• [What you need to do]:
Present every line of the records below as a numbered list, omitting any blank lines.

• [Entries supplied]:
..........

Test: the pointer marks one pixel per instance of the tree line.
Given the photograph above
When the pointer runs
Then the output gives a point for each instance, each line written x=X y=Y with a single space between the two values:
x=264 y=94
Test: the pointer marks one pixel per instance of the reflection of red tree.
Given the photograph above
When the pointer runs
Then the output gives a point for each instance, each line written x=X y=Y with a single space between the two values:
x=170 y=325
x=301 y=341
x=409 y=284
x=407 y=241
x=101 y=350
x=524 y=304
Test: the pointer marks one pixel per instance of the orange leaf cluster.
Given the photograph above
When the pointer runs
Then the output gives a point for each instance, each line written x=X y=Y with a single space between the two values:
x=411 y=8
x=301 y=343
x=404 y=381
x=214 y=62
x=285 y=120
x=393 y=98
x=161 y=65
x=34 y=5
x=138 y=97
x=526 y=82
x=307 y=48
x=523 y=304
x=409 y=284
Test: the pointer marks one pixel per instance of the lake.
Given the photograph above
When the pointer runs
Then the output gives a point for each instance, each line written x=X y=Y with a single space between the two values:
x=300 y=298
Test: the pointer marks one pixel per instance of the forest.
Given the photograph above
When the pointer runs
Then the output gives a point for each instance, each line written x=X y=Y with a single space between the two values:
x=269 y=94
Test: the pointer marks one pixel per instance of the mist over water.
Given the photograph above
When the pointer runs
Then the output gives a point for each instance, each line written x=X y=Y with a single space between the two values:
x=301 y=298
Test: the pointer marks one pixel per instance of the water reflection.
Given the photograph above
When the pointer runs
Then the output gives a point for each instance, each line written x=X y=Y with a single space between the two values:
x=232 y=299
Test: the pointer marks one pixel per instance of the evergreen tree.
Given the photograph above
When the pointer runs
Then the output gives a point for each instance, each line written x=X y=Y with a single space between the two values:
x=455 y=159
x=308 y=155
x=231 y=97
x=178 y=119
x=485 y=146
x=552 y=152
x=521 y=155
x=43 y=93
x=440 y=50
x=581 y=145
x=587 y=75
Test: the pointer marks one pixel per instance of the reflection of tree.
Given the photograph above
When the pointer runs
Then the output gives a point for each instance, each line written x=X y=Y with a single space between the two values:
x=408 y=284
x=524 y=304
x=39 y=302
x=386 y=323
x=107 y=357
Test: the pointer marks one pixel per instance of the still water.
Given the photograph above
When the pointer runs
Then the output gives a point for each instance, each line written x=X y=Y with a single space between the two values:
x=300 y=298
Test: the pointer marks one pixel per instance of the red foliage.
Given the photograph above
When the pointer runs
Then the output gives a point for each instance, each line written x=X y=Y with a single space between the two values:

..........

• [Written solution]:
1. Test: the pointer marks one pixel per instance of the tree line.
2. Given the photograph above
3. When the pointer runs
4. Then the output gives a point for each instance, each line written x=X y=Y with a single space between the two values:
5. x=264 y=94
6. Test: the pointer marks one pixel per instance of the reflection of red tree.
7. Given the photograph above
8. When the pointer runs
9. Then the output gives a point for each instance, each line written x=X y=Y with a single space between the two values:
10. x=170 y=325
11. x=301 y=341
12. x=409 y=284
13. x=407 y=241
14. x=101 y=350
15. x=524 y=304
16. Test: the pointer marks one pixel per instance of the orange leaf cluster.
17. Given the photograph above
18. When the pointer runs
19. Then the output gives a point for each instance, each line written x=X y=Y with a single space between the two values:
20. x=411 y=8
21. x=301 y=343
22. x=404 y=381
23. x=214 y=62
24. x=285 y=120
25. x=393 y=98
26. x=161 y=65
27. x=34 y=5
28. x=138 y=97
29. x=526 y=82
30. x=307 y=48
31. x=523 y=304
32. x=409 y=284
33. Test: the pointer marks one pixel per instance of the lake.
34. Given the photograph above
35. When the pointer runs
36. Then the output gives a point for each instance, each line written x=X y=Y with a single space between the two values:
37. x=300 y=298
38. Test: the pointer marks one pixel per instance of the forest.
39. Given the photograph above
40. When the pointer runs
41. Then the output gives a point for each instance, each line written x=X y=Y with a single space between the two values:
42. x=269 y=94
43. Test: the pointer marks one pixel per instance of the mist over water.
44. Given the photograph above
45. When the pointer runs
46. Then the output gives a point for each instance, each line written x=X y=Y with a single space between the two values:
47. x=301 y=298
48. Test: the pointer marks one pixel per instance of the water reflection.
49. Given the photograph above
50. When the pointer runs
51. Then the output gives a point for each instance, each line written x=X y=Y with a single space between the two values:
52. x=232 y=299
53. Test: the pointer marks one pixel per instance of the evergreen tree.
54. Given the photograph above
55. When the pointer runs
56. Then the output gives a point for each instance, each line written x=X y=Y with a single space between the two values:
57. x=455 y=159
58. x=308 y=155
59. x=231 y=97
60. x=178 y=119
61. x=485 y=146
62. x=552 y=152
63. x=521 y=155
64. x=43 y=93
65. x=440 y=50
66. x=581 y=145
67. x=587 y=75
68. Test: the pointer marks one pixel per instance of the reflection of tree.
69. Given the photograph above
70. When the pointer runs
71. Then the output gives a point for each instance, each line written x=X y=Y with a single space between the two values:
72. x=408 y=284
73. x=524 y=304
74. x=39 y=302
75. x=386 y=323
76. x=107 y=357
77. Test: the pointer marks one pixel per instance of the still water.
78. Given the photograph above
79. When the pointer runs
80. Then the output gives a point for each instance, each line written x=X y=Y with a single space between the two values:
81. x=300 y=298
82. Test: the pointer marks one pixel per instance of the red foliage.
83. Given the photograph above
84. When the pointer runs
85. Then the output gives a point for each instance, each line written x=X y=Y with a single space between the two values:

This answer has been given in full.